**Trecho da página**
══════════
Ainda assim, não nos parece claro que Miriam criticou Moshé pela cor da pele de sua esposa. No mundo antigo, não há muitos registros de discriminação pela cor da pele. Havia questões de guerras, escravidão, que não estava ligada apenas aos africanos, vide a etimologia da palavra eslavo. Muitos gregos acabaram se tornando escravos dos romanos, e assim por diante (1).
No Egito antigo, por exemplo, havia registros de várias etnias convivendo em seu território(2). Os Israelitas estavam acostumados, portanto, a ver e conviver com pessoas com diferentes tons de pele. Além disso, a Torá não se refere à cor dos israelitas ou de outros. Eram os valores que identificavam os descendentes de Avraham, Yitzchak e Ya'akov e os diferenciavam dos outros povos. A crítica dos irmãos de Moshé pode ter sido porque sua esposa não era originalmente israelita, o que deveria ser um padrão esperado do líder do povo, e que já vimos não parece ter incomodado o Eterno e nem, obviamente, Moshé. O que está claro, não obstante, é que a lashon hará não era, e não é, uma coisa qualquer. É um assunto que parece batido, mas nunca superado. Um erro no qual muitas vezes caímos. Os sábios rapidamente associaram a lepra ao ato de falar mal. É simbolicamente, mas com efeito, uma doença da alma, sermos capazes de ver os defeitos dos outros e não suas virtudes; termos mais prazer em divulgar o deslize do que o sucesso.
Outra possibilidade para que Miriam não tenha necessariamente sido racista é que há registros, inclusive no Talmud, de que os israelitas não eram o que definimos hoje em dia como "brancos". Vejamos o que nos diz a Mishná. No Tratado Negaim 2:1, que trata de doenças de pele - como a própria tzora’át, encontramos o seguinte:
“A mancha brilhante em um germânico aparece como branco opaco, e o ponto branco opaco em um cushita (etíope) aparece como branco brilhante. Rav Ismael diz que os filhos de Israel são como o buxo, nem preto nem branco, mas de um tom intermediário.”
══════════
**Informações extraídas**
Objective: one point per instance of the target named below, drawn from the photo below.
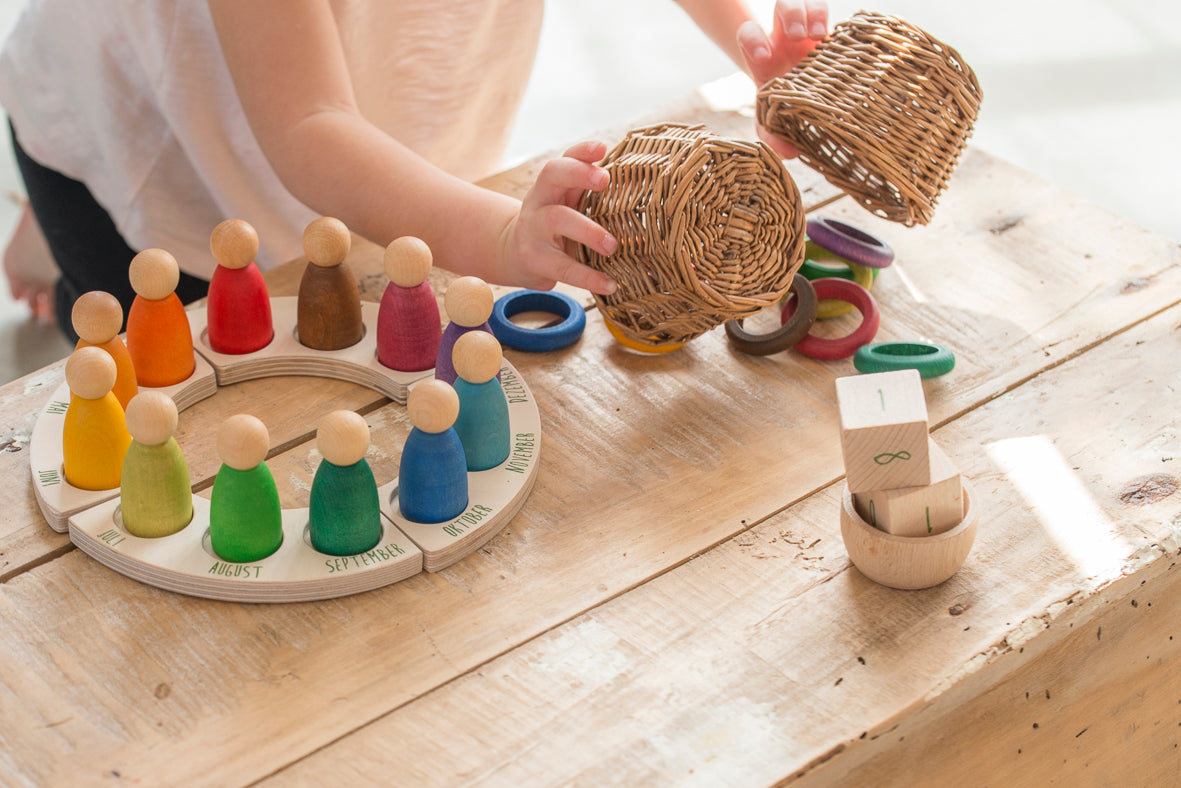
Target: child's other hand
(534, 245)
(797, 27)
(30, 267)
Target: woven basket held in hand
══════════
**Uso das informações**
**a.** Traduza para o inglês esta frase do texto sobre Miriam e Moshé: "No mundo antigo, não há muitos registros de discriminação pela cor da pele."
**b.** Responda com base no texto sobre Miriam e Moshé:
(i) A que os sábios associaram a lepra?
(ii) Em que tratado da Mishná se encontra a passagem citada sobre doenças de pele?
(iii) Segundo Rav Ismael, com que são comparados os filhos de Israel?
**c.** Dê prosseguimento ao texto sobre a crítica de Miriam a Moshé a partir do ponto em que ele termina.

**Respostas por tarefa**
**a.** In the ancient world, there are not many records of discrimination based on skin color.

**b.**
(i) Ao ato de falar mal.
(ii) No Tratado Negaim 2:1.
(iii) Com o buxo, nem preto nem branco, mas de um tom intermediário.

**c.**
Aqui há uma instrução de como identificar a doença de acordo com diferentes tonalidades de pele. O israelita é descrito como tendo uma tonalidade intermediária. Logo, pode ser que Miriam não tenha visto a si mesma como muito diferente fisicamente da esposa de Moshé, uma vez que não era “branca”.
São conjecturas e provocações, exercícios de pensamento diante do mundo racista em que vivemos. Aliás, os cientistas modernos descrevem as definições raciais atuais como obsoletas, portanto uma construção social (3). O que não significa que não deva ser combatido e eliminado de nossa sociedade.
O que importa é que a Torá não trata de tom ou cor de pele nos seres humanos. Temos o exemplo de Abraham Joshua Hershel, o rabino que convenceu o Vaticano a renunciar suas condenações contra os judeus e que marchou de Selma no Alabama à Montgomery, capital do estado, com Martin Luther King na luta contra a segregação racial nos Estados Unidos nos anos 60. A Torá se importa, então, com o nosso comportamento, com a diferença que podemos fazer. Essa sim deve continuar a ser nossa marca registrada, a marca histórica do povo de Israel, para o melhoramento do mundo.